# START OF THE RECORDS
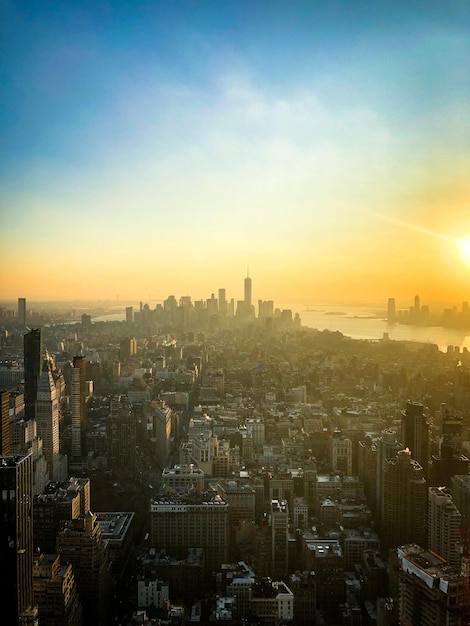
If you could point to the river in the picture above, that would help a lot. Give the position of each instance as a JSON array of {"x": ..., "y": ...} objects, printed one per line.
[
  {"x": 365, "y": 323},
  {"x": 360, "y": 322}
]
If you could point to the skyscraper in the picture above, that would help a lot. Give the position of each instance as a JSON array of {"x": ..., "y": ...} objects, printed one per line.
[
  {"x": 182, "y": 521},
  {"x": 444, "y": 526},
  {"x": 430, "y": 589},
  {"x": 22, "y": 312},
  {"x": 16, "y": 540},
  {"x": 279, "y": 521},
  {"x": 32, "y": 350},
  {"x": 247, "y": 292},
  {"x": 78, "y": 406},
  {"x": 4, "y": 422},
  {"x": 222, "y": 303},
  {"x": 415, "y": 433},
  {"x": 403, "y": 502},
  {"x": 80, "y": 542},
  {"x": 47, "y": 419}
]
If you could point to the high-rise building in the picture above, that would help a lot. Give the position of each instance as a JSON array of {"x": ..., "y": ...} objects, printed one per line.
[
  {"x": 80, "y": 542},
  {"x": 403, "y": 505},
  {"x": 460, "y": 488},
  {"x": 129, "y": 315},
  {"x": 430, "y": 590},
  {"x": 415, "y": 433},
  {"x": 247, "y": 293},
  {"x": 33, "y": 355},
  {"x": 16, "y": 540},
  {"x": 78, "y": 406},
  {"x": 121, "y": 436},
  {"x": 195, "y": 520},
  {"x": 25, "y": 440},
  {"x": 47, "y": 419},
  {"x": 4, "y": 422},
  {"x": 387, "y": 446},
  {"x": 444, "y": 526},
  {"x": 55, "y": 592},
  {"x": 222, "y": 303},
  {"x": 58, "y": 503},
  {"x": 22, "y": 312},
  {"x": 279, "y": 520}
]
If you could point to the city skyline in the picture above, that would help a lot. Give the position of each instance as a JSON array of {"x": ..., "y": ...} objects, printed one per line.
[{"x": 162, "y": 148}]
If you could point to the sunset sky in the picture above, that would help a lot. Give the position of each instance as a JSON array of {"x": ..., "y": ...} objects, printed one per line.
[{"x": 155, "y": 148}]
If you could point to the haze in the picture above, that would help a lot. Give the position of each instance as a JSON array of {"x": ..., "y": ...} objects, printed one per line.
[{"x": 151, "y": 148}]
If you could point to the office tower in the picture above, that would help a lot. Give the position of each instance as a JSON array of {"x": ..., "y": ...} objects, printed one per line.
[
  {"x": 55, "y": 592},
  {"x": 460, "y": 489},
  {"x": 78, "y": 406},
  {"x": 367, "y": 470},
  {"x": 279, "y": 521},
  {"x": 195, "y": 520},
  {"x": 129, "y": 315},
  {"x": 80, "y": 542},
  {"x": 247, "y": 292},
  {"x": 387, "y": 447},
  {"x": 182, "y": 479},
  {"x": 212, "y": 305},
  {"x": 22, "y": 312},
  {"x": 391, "y": 312},
  {"x": 121, "y": 436},
  {"x": 4, "y": 422},
  {"x": 32, "y": 344},
  {"x": 58, "y": 503},
  {"x": 415, "y": 433},
  {"x": 47, "y": 419},
  {"x": 444, "y": 526},
  {"x": 127, "y": 348},
  {"x": 222, "y": 303},
  {"x": 430, "y": 590},
  {"x": 16, "y": 540},
  {"x": 341, "y": 453},
  {"x": 25, "y": 440},
  {"x": 417, "y": 306},
  {"x": 403, "y": 505}
]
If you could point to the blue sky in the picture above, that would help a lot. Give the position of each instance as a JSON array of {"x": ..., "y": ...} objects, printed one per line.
[{"x": 182, "y": 141}]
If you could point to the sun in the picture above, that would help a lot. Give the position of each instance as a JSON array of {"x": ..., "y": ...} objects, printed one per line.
[{"x": 465, "y": 248}]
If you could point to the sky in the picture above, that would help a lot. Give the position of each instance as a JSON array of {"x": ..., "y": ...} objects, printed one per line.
[{"x": 155, "y": 148}]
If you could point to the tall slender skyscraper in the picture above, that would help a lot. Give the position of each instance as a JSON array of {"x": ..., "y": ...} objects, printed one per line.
[
  {"x": 222, "y": 302},
  {"x": 279, "y": 520},
  {"x": 78, "y": 406},
  {"x": 32, "y": 351},
  {"x": 4, "y": 422},
  {"x": 22, "y": 312},
  {"x": 16, "y": 540},
  {"x": 47, "y": 419},
  {"x": 444, "y": 526},
  {"x": 403, "y": 505},
  {"x": 415, "y": 433},
  {"x": 247, "y": 292}
]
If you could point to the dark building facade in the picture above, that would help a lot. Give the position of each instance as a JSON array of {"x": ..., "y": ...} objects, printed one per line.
[
  {"x": 16, "y": 540},
  {"x": 32, "y": 345}
]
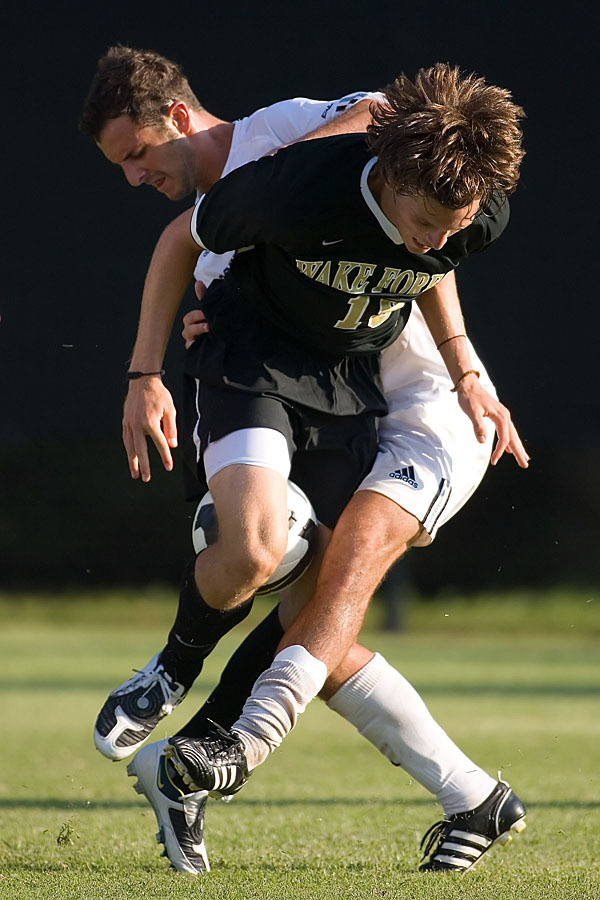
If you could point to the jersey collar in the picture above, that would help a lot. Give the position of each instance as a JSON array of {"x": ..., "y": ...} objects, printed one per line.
[{"x": 391, "y": 230}]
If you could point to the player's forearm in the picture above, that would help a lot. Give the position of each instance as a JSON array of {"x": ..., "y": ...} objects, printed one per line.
[
  {"x": 170, "y": 271},
  {"x": 441, "y": 310}
]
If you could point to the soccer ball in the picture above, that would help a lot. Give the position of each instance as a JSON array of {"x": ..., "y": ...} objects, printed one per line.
[{"x": 302, "y": 534}]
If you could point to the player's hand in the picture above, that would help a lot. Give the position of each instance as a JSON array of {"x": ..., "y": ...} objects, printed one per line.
[
  {"x": 194, "y": 323},
  {"x": 148, "y": 411},
  {"x": 479, "y": 404}
]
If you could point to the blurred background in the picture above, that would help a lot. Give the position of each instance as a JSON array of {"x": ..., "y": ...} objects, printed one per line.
[{"x": 77, "y": 240}]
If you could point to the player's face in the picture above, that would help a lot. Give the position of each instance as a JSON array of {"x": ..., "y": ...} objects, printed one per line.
[
  {"x": 158, "y": 157},
  {"x": 425, "y": 224}
]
# END OF THE RECORDS
THE REQUEST
Can you rewrite every line of the rows above as a JSON list of strings, one string per line, with blank lines skipped and the pictures left out?

THE COMPLETED TASK
[
  "If you could point to the river in the picture above, that would help a lot. Give the position of each instance as a JSON array of {\"x\": ..., \"y\": ...} objects, printed one per line.",
  "[",
  "  {\"x\": 365, \"y\": 323},",
  "  {\"x\": 360, \"y\": 322}",
  "]",
  "If you could point to the skyscraper in the picture above, that would help a lot. Give the position of each instance as a JSON array of {\"x\": ..., \"y\": ...} objects, printed one per line.",
  "[",
  "  {\"x\": 182, \"y\": 521},",
  "  {\"x\": 444, \"y\": 526},",
  "  {\"x\": 430, \"y\": 589},",
  "  {\"x\": 22, \"y\": 312},",
  "  {\"x\": 16, \"y\": 540},",
  "  {\"x\": 279, \"y\": 521},",
  "  {\"x\": 32, \"y\": 350},",
  "  {\"x\": 247, \"y\": 292},",
  "  {\"x\": 78, \"y\": 406},",
  "  {\"x\": 4, \"y\": 422},",
  "  {\"x\": 222, \"y\": 303},",
  "  {\"x\": 415, \"y\": 433},",
  "  {\"x\": 403, \"y\": 502},",
  "  {\"x\": 80, \"y\": 542},",
  "  {\"x\": 47, \"y\": 419}",
  "]",
  "If you could point to the high-rise building in the picture above, that would help a lot. Give the position of each instance as a JSON array of {\"x\": ..., \"y\": ...} objects, printed one per line.",
  "[",
  "  {\"x\": 80, \"y\": 542},",
  "  {\"x\": 403, \"y\": 505},",
  "  {\"x\": 460, \"y\": 488},",
  "  {\"x\": 129, \"y\": 315},",
  "  {\"x\": 430, \"y\": 590},",
  "  {\"x\": 415, \"y\": 433},",
  "  {\"x\": 247, \"y\": 293},",
  "  {\"x\": 33, \"y\": 355},",
  "  {\"x\": 16, \"y\": 540},",
  "  {\"x\": 78, \"y\": 406},",
  "  {\"x\": 121, \"y\": 436},",
  "  {\"x\": 195, \"y\": 520},",
  "  {\"x\": 25, \"y\": 440},",
  "  {\"x\": 47, \"y\": 419},",
  "  {\"x\": 4, \"y\": 422},",
  "  {\"x\": 387, \"y\": 446},",
  "  {\"x\": 444, \"y\": 526},",
  "  {\"x\": 55, \"y\": 592},",
  "  {\"x\": 222, \"y\": 303},",
  "  {\"x\": 58, \"y\": 503},",
  "  {\"x\": 22, \"y\": 312},",
  "  {\"x\": 279, \"y\": 520}",
  "]",
  "If you could point to the city skyline in the picture above, that would help a lot. Give the position of each instance as a JSON array of {\"x\": ..., \"y\": ...} objects, printed one per line.",
  "[{\"x\": 162, \"y\": 148}]",
  "If you could point to the sunset sky in the picture above, that would help a lot. Give the position of each instance as a JSON array of {\"x\": ..., \"y\": ...} objects, printed one per line.",
  "[{\"x\": 155, \"y\": 148}]",
  "If you could point to the haze in the picture above, that would help a lot. Give the position of each instance as a JSON array of {\"x\": ..., \"y\": ...} objects, printed one per line.",
  "[{\"x\": 151, \"y\": 148}]",
  "If you could point to the office tower in the picture above, that would help a lot. Give the position of each instance as a JSON array of {\"x\": ..., \"y\": ...} objects, printed one per line.",
  "[",
  "  {\"x\": 55, \"y\": 592},",
  "  {\"x\": 460, \"y\": 489},",
  "  {\"x\": 78, \"y\": 406},",
  "  {\"x\": 367, \"y\": 470},",
  "  {\"x\": 279, \"y\": 521},",
  "  {\"x\": 195, \"y\": 520},",
  "  {\"x\": 129, \"y\": 315},",
  "  {\"x\": 80, \"y\": 542},",
  "  {\"x\": 247, \"y\": 292},",
  "  {\"x\": 387, \"y\": 447},",
  "  {\"x\": 182, \"y\": 479},",
  "  {\"x\": 212, \"y\": 305},",
  "  {\"x\": 22, \"y\": 312},",
  "  {\"x\": 391, \"y\": 312},",
  "  {\"x\": 121, \"y\": 436},",
  "  {\"x\": 4, \"y\": 422},",
  "  {\"x\": 32, \"y\": 344},",
  "  {\"x\": 58, \"y\": 503},",
  "  {\"x\": 415, \"y\": 433},",
  "  {\"x\": 47, \"y\": 419},",
  "  {\"x\": 444, \"y\": 526},",
  "  {\"x\": 127, \"y\": 348},",
  "  {\"x\": 222, \"y\": 303},",
  "  {\"x\": 430, \"y\": 590},",
  "  {\"x\": 16, \"y\": 540},",
  "  {\"x\": 341, \"y\": 453},",
  "  {\"x\": 25, \"y\": 440},",
  "  {\"x\": 417, \"y\": 306},",
  "  {\"x\": 403, \"y\": 505}",
  "]",
  "If you could point to the blue sky in the picture above, that would help a lot. Give the position of each instance as a JSON array of {\"x\": ..., \"y\": ...} objects, printed one per line.",
  "[{\"x\": 182, \"y\": 141}]",
  "If you could point to the sun in the picture above, that would help a lot. Give the position of each instance as a JSON array of {\"x\": ..., \"y\": ...} objects, printed one per line.",
  "[{\"x\": 465, \"y\": 248}]",
  "If you could point to the sky in the picture above, that would help a lot. Give the position of each instance as a JSON array of {\"x\": ..., \"y\": ...} objects, printed one per line.",
  "[{\"x\": 155, \"y\": 148}]",
  "If you could point to the tall slender skyscraper in the picture above, that would help a lot. Give the position of each instance as a JSON array of {\"x\": ..., \"y\": ...} objects, printed one per line.",
  "[",
  "  {\"x\": 222, \"y\": 302},",
  "  {\"x\": 279, \"y\": 520},",
  "  {\"x\": 78, \"y\": 406},",
  "  {\"x\": 32, \"y\": 351},",
  "  {\"x\": 4, \"y\": 422},",
  "  {\"x\": 22, \"y\": 312},",
  "  {\"x\": 16, \"y\": 540},",
  "  {\"x\": 47, \"y\": 419},",
  "  {\"x\": 444, \"y\": 526},",
  "  {\"x\": 403, \"y\": 505},",
  "  {\"x\": 415, \"y\": 433},",
  "  {\"x\": 247, \"y\": 292}",
  "]",
  "If you could point to the dark building facade in the picture above, that would help a lot. Give the position of each instance as a JSON array of {\"x\": ..., \"y\": ...} objects, printed one per line.",
  "[",
  "  {\"x\": 16, \"y\": 540},",
  "  {\"x\": 32, \"y\": 345}",
  "]",
  "If you could point to the jersey collar in the picture above, that would help a lot. Give the position of each instance as a JSON array of {\"x\": ..., \"y\": ...} objects, printed one per line.",
  "[{\"x\": 391, \"y\": 230}]",
  "If you could point to the player's forearm in the picture above, that would help a lot. Give the position of each instance as a JSON array of {\"x\": ..., \"y\": ...} objects, printed one per line.",
  "[",
  "  {\"x\": 170, \"y\": 271},",
  "  {\"x\": 441, \"y\": 310}",
  "]",
  "If you could point to the soccer ball in the picture above, that would help a lot. Give the position of each instance as a JSON array of {\"x\": ..., \"y\": ...} objects, printed one per line.",
  "[{\"x\": 302, \"y\": 534}]",
  "If you could point to the player's hand in the picture above, that would help a lot. Give the position of each instance as a JSON array of {\"x\": ..., \"y\": ...} objects, printed one per line.",
  "[",
  "  {\"x\": 194, \"y\": 323},",
  "  {\"x\": 148, \"y\": 411},",
  "  {\"x\": 479, \"y\": 404}",
  "]",
  "If you could point to the blurred background in the picture above, that would help a lot. Give the position of each instance as a JSON array of {\"x\": ..., \"y\": ...} objects, printed one per line.",
  "[{\"x\": 77, \"y\": 240}]",
  "If you could point to the player's face in the picture above, that would help a lot. Give the position of each instance as a JSON array of {\"x\": ..., \"y\": ...} objects, printed one per line.",
  "[",
  "  {\"x\": 158, \"y\": 157},",
  "  {\"x\": 425, \"y\": 224}",
  "]"
]